§ Dane

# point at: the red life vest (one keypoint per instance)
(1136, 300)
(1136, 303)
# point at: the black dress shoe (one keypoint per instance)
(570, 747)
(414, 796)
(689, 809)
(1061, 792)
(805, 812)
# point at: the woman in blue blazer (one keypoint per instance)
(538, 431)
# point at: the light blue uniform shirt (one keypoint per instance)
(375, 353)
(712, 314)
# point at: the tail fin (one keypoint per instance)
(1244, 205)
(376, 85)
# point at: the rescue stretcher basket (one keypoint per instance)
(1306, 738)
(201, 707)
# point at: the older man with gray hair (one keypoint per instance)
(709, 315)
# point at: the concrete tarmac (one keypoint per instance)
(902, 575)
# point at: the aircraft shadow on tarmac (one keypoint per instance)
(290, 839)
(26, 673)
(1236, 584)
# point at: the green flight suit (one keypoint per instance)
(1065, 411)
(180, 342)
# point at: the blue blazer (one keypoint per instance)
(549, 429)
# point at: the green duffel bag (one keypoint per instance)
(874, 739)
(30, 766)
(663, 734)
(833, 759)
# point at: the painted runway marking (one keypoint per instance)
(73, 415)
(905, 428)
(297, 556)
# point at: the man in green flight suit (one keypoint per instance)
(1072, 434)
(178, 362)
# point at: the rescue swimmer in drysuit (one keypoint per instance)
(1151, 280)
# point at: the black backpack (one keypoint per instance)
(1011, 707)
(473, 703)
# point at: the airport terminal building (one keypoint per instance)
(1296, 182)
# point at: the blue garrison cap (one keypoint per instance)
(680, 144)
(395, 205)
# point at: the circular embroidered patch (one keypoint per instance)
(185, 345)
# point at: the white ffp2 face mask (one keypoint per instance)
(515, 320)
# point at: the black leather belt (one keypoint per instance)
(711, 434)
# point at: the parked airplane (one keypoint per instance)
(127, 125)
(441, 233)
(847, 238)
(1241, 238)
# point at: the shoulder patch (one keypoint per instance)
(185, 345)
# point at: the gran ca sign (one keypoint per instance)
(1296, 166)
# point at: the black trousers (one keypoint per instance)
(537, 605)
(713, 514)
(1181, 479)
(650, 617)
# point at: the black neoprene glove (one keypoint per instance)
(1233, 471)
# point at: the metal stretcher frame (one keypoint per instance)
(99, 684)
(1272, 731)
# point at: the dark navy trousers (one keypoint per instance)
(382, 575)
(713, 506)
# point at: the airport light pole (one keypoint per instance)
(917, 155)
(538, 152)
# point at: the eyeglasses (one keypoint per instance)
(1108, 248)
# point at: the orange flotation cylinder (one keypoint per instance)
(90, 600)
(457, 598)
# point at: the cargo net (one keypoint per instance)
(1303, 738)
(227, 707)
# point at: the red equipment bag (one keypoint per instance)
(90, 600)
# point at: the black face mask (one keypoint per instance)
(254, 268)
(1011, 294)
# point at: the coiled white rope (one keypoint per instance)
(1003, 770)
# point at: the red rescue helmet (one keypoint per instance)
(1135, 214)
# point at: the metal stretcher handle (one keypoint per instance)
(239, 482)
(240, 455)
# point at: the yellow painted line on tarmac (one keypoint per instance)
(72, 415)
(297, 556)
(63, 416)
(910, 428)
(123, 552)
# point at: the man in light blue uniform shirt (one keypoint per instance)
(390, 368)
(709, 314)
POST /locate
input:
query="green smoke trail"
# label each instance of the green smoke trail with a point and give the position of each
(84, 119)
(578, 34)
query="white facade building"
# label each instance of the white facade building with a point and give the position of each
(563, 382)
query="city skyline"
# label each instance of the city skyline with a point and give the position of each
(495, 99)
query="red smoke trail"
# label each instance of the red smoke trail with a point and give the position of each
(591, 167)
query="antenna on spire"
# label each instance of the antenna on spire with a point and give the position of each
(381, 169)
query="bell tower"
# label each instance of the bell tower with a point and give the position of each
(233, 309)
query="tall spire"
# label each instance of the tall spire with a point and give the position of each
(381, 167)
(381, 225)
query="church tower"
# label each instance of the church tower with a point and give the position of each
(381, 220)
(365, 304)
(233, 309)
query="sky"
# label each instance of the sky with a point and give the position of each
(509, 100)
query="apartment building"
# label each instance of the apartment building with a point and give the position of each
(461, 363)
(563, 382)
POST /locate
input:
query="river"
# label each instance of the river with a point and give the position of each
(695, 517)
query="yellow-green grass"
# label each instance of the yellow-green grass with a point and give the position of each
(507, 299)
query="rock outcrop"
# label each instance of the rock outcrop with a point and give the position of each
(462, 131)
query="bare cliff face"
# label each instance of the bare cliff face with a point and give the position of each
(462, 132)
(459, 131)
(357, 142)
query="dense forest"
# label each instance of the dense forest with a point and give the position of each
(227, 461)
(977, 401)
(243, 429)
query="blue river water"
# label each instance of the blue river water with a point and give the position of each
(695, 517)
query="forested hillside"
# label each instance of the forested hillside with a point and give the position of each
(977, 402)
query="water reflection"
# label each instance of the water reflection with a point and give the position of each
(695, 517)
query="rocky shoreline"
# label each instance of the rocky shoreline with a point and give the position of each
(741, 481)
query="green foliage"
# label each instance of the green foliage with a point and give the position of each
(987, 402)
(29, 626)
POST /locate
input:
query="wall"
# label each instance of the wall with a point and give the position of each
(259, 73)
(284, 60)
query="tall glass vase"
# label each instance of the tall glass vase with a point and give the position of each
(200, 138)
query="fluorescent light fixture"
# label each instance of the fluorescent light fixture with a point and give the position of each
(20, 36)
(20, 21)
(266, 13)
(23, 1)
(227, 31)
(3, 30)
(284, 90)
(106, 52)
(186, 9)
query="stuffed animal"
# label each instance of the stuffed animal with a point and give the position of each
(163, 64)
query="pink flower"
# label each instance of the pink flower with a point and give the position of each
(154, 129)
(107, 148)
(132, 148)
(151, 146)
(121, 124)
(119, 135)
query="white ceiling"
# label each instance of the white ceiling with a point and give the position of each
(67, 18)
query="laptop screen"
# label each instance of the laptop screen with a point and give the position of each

§ Do wykonania
Wypisz ponownie wszystkie wiersze materiału, bez żadnych zmian i w tej samej kolejności.

§ Wynik
# point at: the red life vest (one keypoint per instance)
(1136, 300)
(1136, 303)
# point at: the black dress shoe (one keypoint per instance)
(570, 747)
(414, 796)
(689, 809)
(1061, 792)
(805, 812)
# point at: the woman in blue blazer (one keypoint per instance)
(538, 431)
# point at: the light blue uniform shirt (one keypoint per instance)
(375, 353)
(712, 314)
# point at: the tail fin (one keypoint per instance)
(1244, 205)
(376, 85)
# point at: the rescue stretcher basket (one keypoint per instance)
(1306, 738)
(201, 707)
# point at: the older man with gray hair (one keypoint per instance)
(709, 315)
# point at: the concrete tarmac (one keypoint per instance)
(902, 575)
# point at: the aircraft shadow on tarmac (one keypoint per instance)
(290, 839)
(26, 673)
(1236, 584)
# point at: the green flight suit (one keypoint per instance)
(1065, 411)
(180, 342)
# point at: the blue blazer (one keypoint per instance)
(549, 429)
# point at: the green duffel bag (one keypoint per instance)
(874, 739)
(30, 766)
(663, 734)
(833, 759)
# point at: the painted runway marking (one keypoint per instance)
(73, 415)
(905, 428)
(297, 556)
# point at: the man in green flight suit (one keypoint per instance)
(1072, 434)
(178, 362)
# point at: the rescue swimmer in drysuit (one keypoint per instance)
(1151, 280)
# point at: the black backpack (one keypoint per instance)
(1011, 707)
(473, 703)
# point at: the airport terminal building (one keypoint per instance)
(1296, 182)
# point at: the blue garrison cap (one keypoint per instance)
(680, 144)
(395, 205)
# point at: the circular embroidered patch (one keypoint per instance)
(185, 345)
# point at: the white ffp2 face mask (one keypoint per instance)
(515, 320)
# point at: the black leather belt (one keypoint per instance)
(711, 434)
# point at: the parked airplane (one keypoint per instance)
(127, 125)
(441, 233)
(847, 238)
(1241, 238)
# point at: the shoulder patch (one keypoint per instance)
(185, 345)
# point at: the gran ca sign (one keypoint per instance)
(1296, 166)
# point at: the black trousers (one keypoint per instance)
(537, 605)
(713, 514)
(1181, 479)
(650, 617)
# point at: the black neoprene glove (one keypoint per instance)
(1233, 471)
# point at: the metal stretcher frame (one keypoint per instance)
(99, 684)
(1272, 731)
# point at: the dark navy trousers (one keypoint per instance)
(382, 575)
(713, 506)
# point at: the airport light pole (one keypoint per instance)
(917, 155)
(538, 152)
# point at: the eyeglasses (one keypoint per instance)
(1108, 248)
# point at: the orange flotation cylinder (one keypoint per instance)
(90, 600)
(457, 598)
# point at: the cargo net (one keypoint per instance)
(1303, 738)
(227, 707)
# point at: the red equipment bag (one keypoint per instance)
(90, 600)
# point at: the black face mask (one keypoint per instance)
(254, 268)
(1011, 294)
# point at: the coiled white rope (one keypoint per instance)
(1003, 770)
# point at: the red rescue helmet (one keypoint per instance)
(1135, 214)
# point at: the metal stretcher handle (one keypoint per instance)
(239, 482)
(240, 455)
# point at: the yellow painted line on tarmac (one keypoint per instance)
(72, 415)
(297, 556)
(63, 416)
(910, 428)
(123, 552)
# point at: the man in light blue uniform shirt (one keypoint per instance)
(390, 368)
(709, 314)
POST /locate
input:
query="green smoke trail"
# label each instance of the green smoke trail with a point and give the position of each
(84, 119)
(578, 34)
query="white facade building"
# label each instance of the white facade building with a point and give the position of each
(563, 382)
query="city skyline"
# label each instance of the city skyline with a point and give the position of each
(495, 99)
query="red smoke trail"
# label each instance of the red smoke trail with a point and give the position of each
(591, 167)
query="antenna on spire"
# label each instance of the antenna on spire with a point and give the position of each
(381, 169)
query="bell tower"
# label each instance of the bell tower with a point and give the position of each
(233, 309)
query="tall spire"
# label each instance of the tall spire with a point and give the position of each
(381, 167)
(381, 225)
query="church tower"
# label each instance of the church tower with a point and give the position of each
(381, 220)
(365, 304)
(233, 309)
query="sky"
# label each instance of the sky with a point and give the position of each
(509, 100)
query="apartment building"
# label each instance of the apartment building with a point and give the position of each
(461, 363)
(563, 382)
POST /locate
input:
query="river"
# label each instance of the river with a point and give the position of each
(695, 517)
query="yellow-green grass"
# label each instance of the yellow-green grass with a point and give the position of each
(507, 299)
query="rock outcrop"
# label each instance of the rock outcrop with a point and give the position of each
(462, 131)
query="bare cliff face"
# label each instance of the bare cliff face with a point and give the position of each
(462, 132)
(459, 131)
(357, 142)
query="dense forest"
# label each instance of the dense forest with a point and give the position of each
(227, 461)
(977, 401)
(243, 429)
query="blue river water"
# label each instance of the blue river water with a point and give the position of each
(695, 517)
query="forested hillside"
# label each instance of the forested hillside with a point and give the position of each
(977, 402)
query="water reflection"
# label each instance of the water reflection with a point and give the position of each
(695, 517)
query="rocky shoreline"
# label each instance of the rocky shoreline with a point and give the position of each
(741, 481)
query="green foliage"
# label each instance of the green foliage with a point and give the position of each
(987, 402)
(29, 626)
POST /locate
input:
query="wall"
# label each instance of the wall with a point and give the position of each
(259, 73)
(284, 60)
query="tall glass vase"
# label each instance of the tall glass vase with a point and give the position of each
(200, 138)
query="fluorescent light fixture"
# label each instance of the fluorescent light fixture with a point and give the position of each
(20, 36)
(20, 21)
(266, 13)
(23, 1)
(227, 31)
(3, 30)
(284, 90)
(106, 52)
(186, 9)
query="stuffed animal"
# label each instance of the stuffed animal with a point and give the position of each
(163, 64)
query="pink flower"
# label each instance of the pink flower with a point and give the position of each
(154, 129)
(107, 148)
(132, 148)
(151, 146)
(121, 124)
(119, 135)
query="white ceiling"
# label each instance of the white ceiling with a point and give the position of each
(67, 18)
query="laptop screen"
# label each instance of the laptop screen with a point and give the position of each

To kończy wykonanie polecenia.